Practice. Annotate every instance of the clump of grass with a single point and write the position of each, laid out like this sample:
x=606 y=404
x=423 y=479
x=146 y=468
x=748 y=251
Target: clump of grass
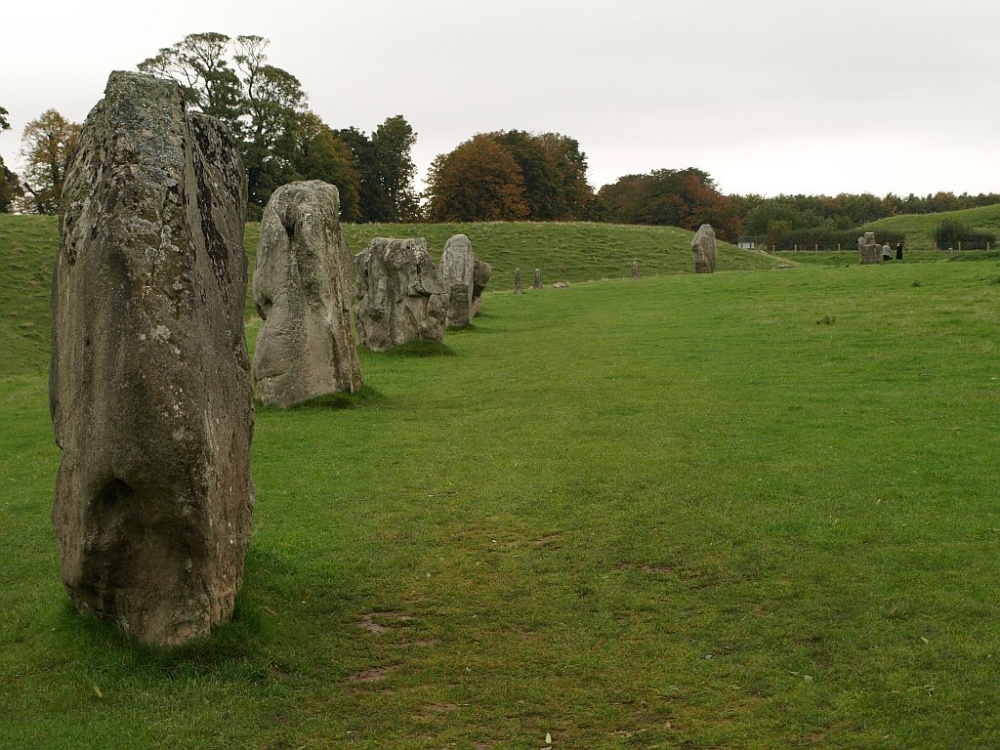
x=422 y=349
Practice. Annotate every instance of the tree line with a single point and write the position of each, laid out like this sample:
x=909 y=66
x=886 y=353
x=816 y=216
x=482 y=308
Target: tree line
x=508 y=175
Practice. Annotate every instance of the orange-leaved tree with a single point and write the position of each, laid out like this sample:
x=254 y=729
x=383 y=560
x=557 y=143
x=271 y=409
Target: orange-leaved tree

__The task__
Output the complete listing exactly. Pictures stay out.

__Expected output__
Practice. Annotate every instance of the clump of grass with a single point and write the position of each, laid out like this sample:
x=606 y=404
x=423 y=479
x=146 y=468
x=748 y=251
Target: clump of grass
x=422 y=349
Practice. Annotate every instance of the tree line with a single point and write the position of each, laid out like this sample:
x=909 y=66
x=886 y=353
x=816 y=216
x=482 y=308
Target: tree line
x=508 y=175
Practice. Annotate every instance of the orange-leaved tree with a single point and write the position of each, laid out like this sample:
x=254 y=729
x=383 y=560
x=557 y=143
x=271 y=409
Target: orange-leaved tree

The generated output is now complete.